TASK LIST:
**a)** In the remarks on family caregiving, for how long did one of the speaker's grandmothers live with the speaker's family?
**b)** Carry on the remarks on family caregiving from their final sentence.

EXTRACT TO READ:
⁂

I think that so many of us feel incredibly blessed to have
grown up in communities and certainly surroundings--I know I
did--where I lived within walking distance of both sets of my
grandparents and aunts and uncles close by. One of my
grandmothers lived with us for the last two years of her life,
and those were certainly times and experiences that I cherish
and am enormously grateful for.
Yet, we also find, in today's world, that is not
necessarily the case anymore. We don't live next-door to family
members--natural caregivers. Oftentimes we are miles and miles
apart.
I know that through our own experience as well, if it
weren't for my mother's diligence and my sister's unbelievable
ferocious appetite of going to the Internet to find out more
and more about the progression of Alzheimer's and what my dad
might be going through, it was hard for us to make those
decisions as well.
Later on, hospice came through for us in an incredible way,
but we didn't even know to call hospice until the very last
minute. So, it is so important that with coordination of care
we are able to get some of those answers and directives, and to
have someone there who can help to make those decisions. I
think you bring that to a great realization in your testimony,
and we are grateful to you for sharing your story with us.
Just a couple of questions for you all, if I may. The last
panel mentioned once something that I thought was important,
and I didn't get to mention it before, and that was the issue
of utilizing Medicare and our graduate medical education
dollars.

⁂

RECORDED DATA:

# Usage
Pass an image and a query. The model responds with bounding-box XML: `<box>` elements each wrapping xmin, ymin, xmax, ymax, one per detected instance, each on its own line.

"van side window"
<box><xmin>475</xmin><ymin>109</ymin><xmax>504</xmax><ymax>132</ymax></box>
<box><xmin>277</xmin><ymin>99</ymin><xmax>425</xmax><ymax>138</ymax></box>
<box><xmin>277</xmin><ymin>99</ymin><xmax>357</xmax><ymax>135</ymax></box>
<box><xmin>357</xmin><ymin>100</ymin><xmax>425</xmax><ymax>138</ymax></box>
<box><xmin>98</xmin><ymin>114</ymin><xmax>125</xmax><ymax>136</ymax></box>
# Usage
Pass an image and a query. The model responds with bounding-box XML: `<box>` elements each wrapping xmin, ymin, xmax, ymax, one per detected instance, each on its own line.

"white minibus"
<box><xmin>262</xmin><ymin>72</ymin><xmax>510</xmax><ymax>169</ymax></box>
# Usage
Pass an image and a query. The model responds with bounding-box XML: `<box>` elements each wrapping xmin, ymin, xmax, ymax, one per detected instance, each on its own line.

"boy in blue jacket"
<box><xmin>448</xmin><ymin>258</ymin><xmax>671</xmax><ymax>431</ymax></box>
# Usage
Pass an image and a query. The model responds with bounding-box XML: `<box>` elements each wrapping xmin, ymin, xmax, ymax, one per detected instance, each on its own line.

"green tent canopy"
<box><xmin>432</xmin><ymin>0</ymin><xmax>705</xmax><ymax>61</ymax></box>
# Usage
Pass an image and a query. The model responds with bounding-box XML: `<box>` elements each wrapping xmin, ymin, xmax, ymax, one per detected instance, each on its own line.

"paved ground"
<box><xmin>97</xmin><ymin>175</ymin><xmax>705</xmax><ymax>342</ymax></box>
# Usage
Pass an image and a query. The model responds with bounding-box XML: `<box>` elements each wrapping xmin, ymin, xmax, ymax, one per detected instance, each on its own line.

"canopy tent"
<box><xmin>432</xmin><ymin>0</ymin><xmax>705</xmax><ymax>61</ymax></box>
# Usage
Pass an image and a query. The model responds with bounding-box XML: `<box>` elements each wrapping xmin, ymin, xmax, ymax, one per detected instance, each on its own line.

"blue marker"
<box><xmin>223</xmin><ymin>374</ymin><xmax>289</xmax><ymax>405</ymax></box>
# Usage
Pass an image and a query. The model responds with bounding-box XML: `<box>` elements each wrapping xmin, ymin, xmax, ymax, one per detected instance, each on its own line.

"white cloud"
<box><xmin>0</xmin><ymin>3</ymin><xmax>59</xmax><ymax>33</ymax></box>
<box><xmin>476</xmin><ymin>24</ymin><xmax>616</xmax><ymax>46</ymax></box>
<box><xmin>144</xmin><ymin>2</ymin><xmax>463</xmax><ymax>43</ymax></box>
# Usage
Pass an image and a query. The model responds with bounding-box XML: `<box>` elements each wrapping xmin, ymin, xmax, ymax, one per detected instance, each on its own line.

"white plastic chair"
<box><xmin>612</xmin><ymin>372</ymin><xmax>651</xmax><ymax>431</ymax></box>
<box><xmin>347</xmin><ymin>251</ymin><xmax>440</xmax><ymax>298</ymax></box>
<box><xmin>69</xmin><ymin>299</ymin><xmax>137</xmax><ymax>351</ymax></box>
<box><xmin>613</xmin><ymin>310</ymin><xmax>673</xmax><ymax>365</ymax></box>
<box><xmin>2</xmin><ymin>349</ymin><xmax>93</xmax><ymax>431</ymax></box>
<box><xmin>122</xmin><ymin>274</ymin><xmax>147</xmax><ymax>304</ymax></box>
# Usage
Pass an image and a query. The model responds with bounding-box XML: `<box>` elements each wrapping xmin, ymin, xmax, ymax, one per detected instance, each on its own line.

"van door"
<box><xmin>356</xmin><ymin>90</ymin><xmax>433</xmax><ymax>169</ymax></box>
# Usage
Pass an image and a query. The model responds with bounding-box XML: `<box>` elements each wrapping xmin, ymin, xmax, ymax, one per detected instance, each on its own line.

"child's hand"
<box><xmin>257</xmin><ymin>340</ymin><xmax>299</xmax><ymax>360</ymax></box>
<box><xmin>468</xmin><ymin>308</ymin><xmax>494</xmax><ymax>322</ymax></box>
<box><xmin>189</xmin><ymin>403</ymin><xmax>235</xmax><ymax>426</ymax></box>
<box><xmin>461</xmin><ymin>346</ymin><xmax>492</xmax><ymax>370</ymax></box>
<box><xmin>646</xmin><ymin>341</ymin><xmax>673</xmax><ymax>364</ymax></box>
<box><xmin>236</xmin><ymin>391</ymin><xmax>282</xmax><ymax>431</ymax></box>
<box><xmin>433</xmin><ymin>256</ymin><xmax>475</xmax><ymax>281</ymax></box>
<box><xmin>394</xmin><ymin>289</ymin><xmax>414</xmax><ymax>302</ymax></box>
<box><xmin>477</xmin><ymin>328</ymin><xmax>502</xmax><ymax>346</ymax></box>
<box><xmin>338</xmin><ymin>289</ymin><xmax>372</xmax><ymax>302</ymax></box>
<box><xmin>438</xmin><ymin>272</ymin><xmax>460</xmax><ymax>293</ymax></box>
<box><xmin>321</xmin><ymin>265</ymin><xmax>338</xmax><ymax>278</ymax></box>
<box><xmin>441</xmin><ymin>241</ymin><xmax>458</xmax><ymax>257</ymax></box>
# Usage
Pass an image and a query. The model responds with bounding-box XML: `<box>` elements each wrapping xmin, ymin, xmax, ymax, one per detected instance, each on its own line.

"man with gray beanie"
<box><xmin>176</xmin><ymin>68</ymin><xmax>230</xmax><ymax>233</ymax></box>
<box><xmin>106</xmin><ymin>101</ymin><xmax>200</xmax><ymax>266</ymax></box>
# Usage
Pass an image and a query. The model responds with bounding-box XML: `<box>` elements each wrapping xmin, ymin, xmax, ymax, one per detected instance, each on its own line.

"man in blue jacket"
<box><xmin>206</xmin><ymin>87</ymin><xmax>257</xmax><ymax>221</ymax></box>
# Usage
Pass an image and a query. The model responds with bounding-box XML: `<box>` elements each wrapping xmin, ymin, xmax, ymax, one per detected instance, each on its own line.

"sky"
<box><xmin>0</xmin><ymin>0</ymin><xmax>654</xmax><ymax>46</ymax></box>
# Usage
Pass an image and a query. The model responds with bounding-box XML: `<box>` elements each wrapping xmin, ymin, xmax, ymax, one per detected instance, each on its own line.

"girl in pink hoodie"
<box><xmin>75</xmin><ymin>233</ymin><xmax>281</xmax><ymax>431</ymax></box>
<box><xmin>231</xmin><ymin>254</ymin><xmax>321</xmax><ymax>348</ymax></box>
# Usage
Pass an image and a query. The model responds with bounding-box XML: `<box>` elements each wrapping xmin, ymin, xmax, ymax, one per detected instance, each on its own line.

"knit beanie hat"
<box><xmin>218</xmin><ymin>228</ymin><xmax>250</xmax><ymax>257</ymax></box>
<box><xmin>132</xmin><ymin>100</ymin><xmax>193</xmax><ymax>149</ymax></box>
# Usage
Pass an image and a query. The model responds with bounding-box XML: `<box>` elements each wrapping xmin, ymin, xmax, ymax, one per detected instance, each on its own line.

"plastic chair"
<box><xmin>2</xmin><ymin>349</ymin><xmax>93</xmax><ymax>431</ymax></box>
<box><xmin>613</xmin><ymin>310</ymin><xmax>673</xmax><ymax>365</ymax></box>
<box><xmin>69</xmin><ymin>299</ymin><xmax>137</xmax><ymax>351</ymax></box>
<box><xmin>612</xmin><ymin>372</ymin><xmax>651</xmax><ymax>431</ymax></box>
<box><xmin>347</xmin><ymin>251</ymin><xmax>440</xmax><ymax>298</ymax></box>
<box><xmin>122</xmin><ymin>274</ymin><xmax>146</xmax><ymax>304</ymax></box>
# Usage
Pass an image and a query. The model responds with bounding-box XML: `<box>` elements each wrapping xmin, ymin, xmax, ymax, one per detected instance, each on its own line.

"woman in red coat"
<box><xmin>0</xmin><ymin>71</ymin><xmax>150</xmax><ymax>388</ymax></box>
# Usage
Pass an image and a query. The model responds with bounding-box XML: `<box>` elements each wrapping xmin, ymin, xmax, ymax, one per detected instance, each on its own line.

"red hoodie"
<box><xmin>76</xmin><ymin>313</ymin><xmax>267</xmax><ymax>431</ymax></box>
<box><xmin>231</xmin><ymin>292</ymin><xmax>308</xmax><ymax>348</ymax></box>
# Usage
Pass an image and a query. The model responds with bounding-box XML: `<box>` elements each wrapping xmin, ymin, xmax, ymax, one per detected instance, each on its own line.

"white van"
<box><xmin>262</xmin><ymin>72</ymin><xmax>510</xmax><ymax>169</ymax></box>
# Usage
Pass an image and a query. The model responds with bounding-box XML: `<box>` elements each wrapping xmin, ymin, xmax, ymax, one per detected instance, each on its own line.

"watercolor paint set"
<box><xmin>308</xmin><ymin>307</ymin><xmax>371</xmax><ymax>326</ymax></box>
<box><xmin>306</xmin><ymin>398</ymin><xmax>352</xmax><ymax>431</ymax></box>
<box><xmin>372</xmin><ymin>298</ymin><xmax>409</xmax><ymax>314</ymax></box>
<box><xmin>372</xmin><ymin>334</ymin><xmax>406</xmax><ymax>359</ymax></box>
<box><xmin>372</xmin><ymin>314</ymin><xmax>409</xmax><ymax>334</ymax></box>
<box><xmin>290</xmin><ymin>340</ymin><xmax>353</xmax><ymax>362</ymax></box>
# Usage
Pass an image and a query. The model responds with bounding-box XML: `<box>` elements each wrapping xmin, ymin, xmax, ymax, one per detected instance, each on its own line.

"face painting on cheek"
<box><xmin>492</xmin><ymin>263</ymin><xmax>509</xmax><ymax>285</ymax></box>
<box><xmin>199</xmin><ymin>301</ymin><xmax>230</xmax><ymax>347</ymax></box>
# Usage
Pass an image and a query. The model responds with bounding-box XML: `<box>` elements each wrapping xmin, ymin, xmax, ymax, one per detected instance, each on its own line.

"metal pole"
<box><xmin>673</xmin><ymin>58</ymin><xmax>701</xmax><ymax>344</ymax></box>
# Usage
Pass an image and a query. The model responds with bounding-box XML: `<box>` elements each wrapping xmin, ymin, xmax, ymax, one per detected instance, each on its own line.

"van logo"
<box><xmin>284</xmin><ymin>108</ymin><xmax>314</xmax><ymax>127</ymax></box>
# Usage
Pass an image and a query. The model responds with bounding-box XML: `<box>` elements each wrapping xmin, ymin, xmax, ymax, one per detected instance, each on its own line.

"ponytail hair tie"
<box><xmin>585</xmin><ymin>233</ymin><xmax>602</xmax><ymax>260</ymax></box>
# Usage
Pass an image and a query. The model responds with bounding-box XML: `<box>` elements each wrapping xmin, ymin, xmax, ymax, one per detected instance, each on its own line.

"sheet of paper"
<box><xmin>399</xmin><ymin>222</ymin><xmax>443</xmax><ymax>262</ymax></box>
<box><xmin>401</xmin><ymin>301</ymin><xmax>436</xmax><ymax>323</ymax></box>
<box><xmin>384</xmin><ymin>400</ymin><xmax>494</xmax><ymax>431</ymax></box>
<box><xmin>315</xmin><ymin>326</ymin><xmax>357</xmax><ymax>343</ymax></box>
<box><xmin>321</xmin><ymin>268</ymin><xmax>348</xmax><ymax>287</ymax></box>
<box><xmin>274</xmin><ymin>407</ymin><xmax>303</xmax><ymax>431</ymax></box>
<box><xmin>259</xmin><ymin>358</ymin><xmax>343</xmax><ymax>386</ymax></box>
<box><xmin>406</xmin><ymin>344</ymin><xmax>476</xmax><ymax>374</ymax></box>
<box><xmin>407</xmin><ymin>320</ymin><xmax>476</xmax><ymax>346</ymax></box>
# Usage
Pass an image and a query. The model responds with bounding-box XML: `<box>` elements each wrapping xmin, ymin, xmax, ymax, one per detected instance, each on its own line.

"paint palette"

⁂

RESULTS FOR EACH TASK:
**a)** For the last two years of her life.

**b)**
I know my own husband is a physician, and I never will
forget, about four or five years ago, when I really started
focusing on this issue, I asked him which year of medical
school of residency did he spend a specific amount of time
better understanding the coordination of care for his patients.
He just looked at me and said, ``That doesn't happen.''
So I hope that we will begin to see some focus on that. I
know our former panel mentioned it some. It is something that I
wanted to make sure that we were aware of.
The other was the technology platforms, and that is the
ability to make sure that the information and the exchange of
information in our IT efforts to bring about greater
coordination are things that are compatible.
I just recently visited one of my physicians at home, and
they had gone to electronic records. It only frustrated the
practice, because everybody that came to see them did not have
electronic records, and they were not compatible with the
records systems they had. So they were running dual systems,
which were extremely costly and unbelievably frustrating. So we
have mountains of problems to solve.
But without a doubt, I think today's hearing has brought
before us that there are some good solutions to be had. We have
to have the will to make them happen, and certainly, make the
choices of the investments that need to be there to see that
happen.
Mr. Guterman, even if the chronic care coordination is
effective, which I believe it is--and I believe it can be more
effective as we walk through the motions of improving it--we
may not see any of those benefits or the cost savings for
several years.
Considering the prevalence of chronic care disease in
America and its impact on health care utilization, it seems
that at some point we are going to need some kind of dynamic
scoring that takes future savings into account. I know myself
and Senator Clinton were talking about this last week in our
weekly policy meeting, about how critically important it is.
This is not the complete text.